_Required work_. All the data should come back exactly as it was given.

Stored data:

■ ■ ■ ■

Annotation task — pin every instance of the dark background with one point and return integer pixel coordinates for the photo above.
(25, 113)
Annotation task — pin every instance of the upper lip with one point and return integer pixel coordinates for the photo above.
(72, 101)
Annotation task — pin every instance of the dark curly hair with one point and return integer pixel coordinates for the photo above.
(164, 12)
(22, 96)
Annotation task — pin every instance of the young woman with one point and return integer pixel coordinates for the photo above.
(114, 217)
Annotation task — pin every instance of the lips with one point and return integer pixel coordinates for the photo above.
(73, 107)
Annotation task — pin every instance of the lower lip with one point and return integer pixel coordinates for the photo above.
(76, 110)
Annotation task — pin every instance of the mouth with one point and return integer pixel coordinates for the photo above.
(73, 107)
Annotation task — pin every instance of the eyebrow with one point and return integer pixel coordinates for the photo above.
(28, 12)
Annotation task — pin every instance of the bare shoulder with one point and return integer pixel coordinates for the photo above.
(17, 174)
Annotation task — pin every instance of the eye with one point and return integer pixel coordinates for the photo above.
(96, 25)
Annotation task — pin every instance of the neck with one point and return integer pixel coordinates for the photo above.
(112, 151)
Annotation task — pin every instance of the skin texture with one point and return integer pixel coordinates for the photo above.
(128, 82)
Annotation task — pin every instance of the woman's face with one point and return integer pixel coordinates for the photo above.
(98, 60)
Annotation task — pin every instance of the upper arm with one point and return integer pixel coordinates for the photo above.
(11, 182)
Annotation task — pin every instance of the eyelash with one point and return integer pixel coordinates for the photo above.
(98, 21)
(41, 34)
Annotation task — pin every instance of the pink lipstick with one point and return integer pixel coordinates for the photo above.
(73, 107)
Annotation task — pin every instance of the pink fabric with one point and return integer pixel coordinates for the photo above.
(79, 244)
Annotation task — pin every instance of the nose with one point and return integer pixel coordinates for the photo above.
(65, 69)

■ ■ ■ ■

_Exercise solution_.
Annotation task — pin every instance of the dark background with one point and return integer pixel coordinates for the photo above.
(25, 113)
Annotation task — pin every instance of the upper lip with one point and return integer pixel coordinates for the photo above.
(72, 101)
Annotation task — pin every instance of the dark curly hair with one point and return integer pixel coordinates for the photo above.
(164, 12)
(22, 96)
Annotation task — pin every instance of the young woman with one point and return integer pixel coordinates for the photo above.
(114, 217)
Annotation task — pin every instance of the lips with one point and return integer pixel coordinates for the photo above.
(73, 107)
Annotation task — pin every instance of the lower lip with one point and return integer pixel coordinates for the photo above.
(76, 110)
Annotation task — pin every instance of the mouth with one point and return integer pixel coordinates for the photo above.
(73, 107)
Annotation task — pin every instance of the eyebrow with one point and return integer pixel coordinates for the photo above.
(28, 12)
Annotation task — pin every instance of the bare shoulder with one point and return integer pixel coordinates for the photo above.
(17, 174)
Annotation task — pin every instance of the eye with one point and return integer pixel coordinates for the photo above.
(96, 25)
Annotation task — pin every instance of the neck with one point and return integer pixel coordinates for the photo above.
(112, 151)
Annotation task — pin every instance of the skin texture with one point and return integer pixel coordinates for the photo above.
(128, 82)
Annotation task — pin every instance of the woman's face with one point and return integer pixel coordinates for the photo above.
(98, 60)
Annotation task — pin every instance of the upper arm with one point and return integer pixel coordinates for the photo above.
(11, 182)
Annotation task — pin every instance of the eyelash with one point and return integer pixel coordinates for the photo above.
(98, 21)
(41, 34)
Annotation task — pin every instance of the pink lipstick with one point and return integer pixel coordinates for the photo above.
(73, 107)
Annotation task — pin every instance of the pink fabric with one point and return integer pixel coordinates for the photo above.
(79, 244)
Annotation task — pin every instance of the nose with one point and return integer pixel coordinates for the photo above.
(65, 69)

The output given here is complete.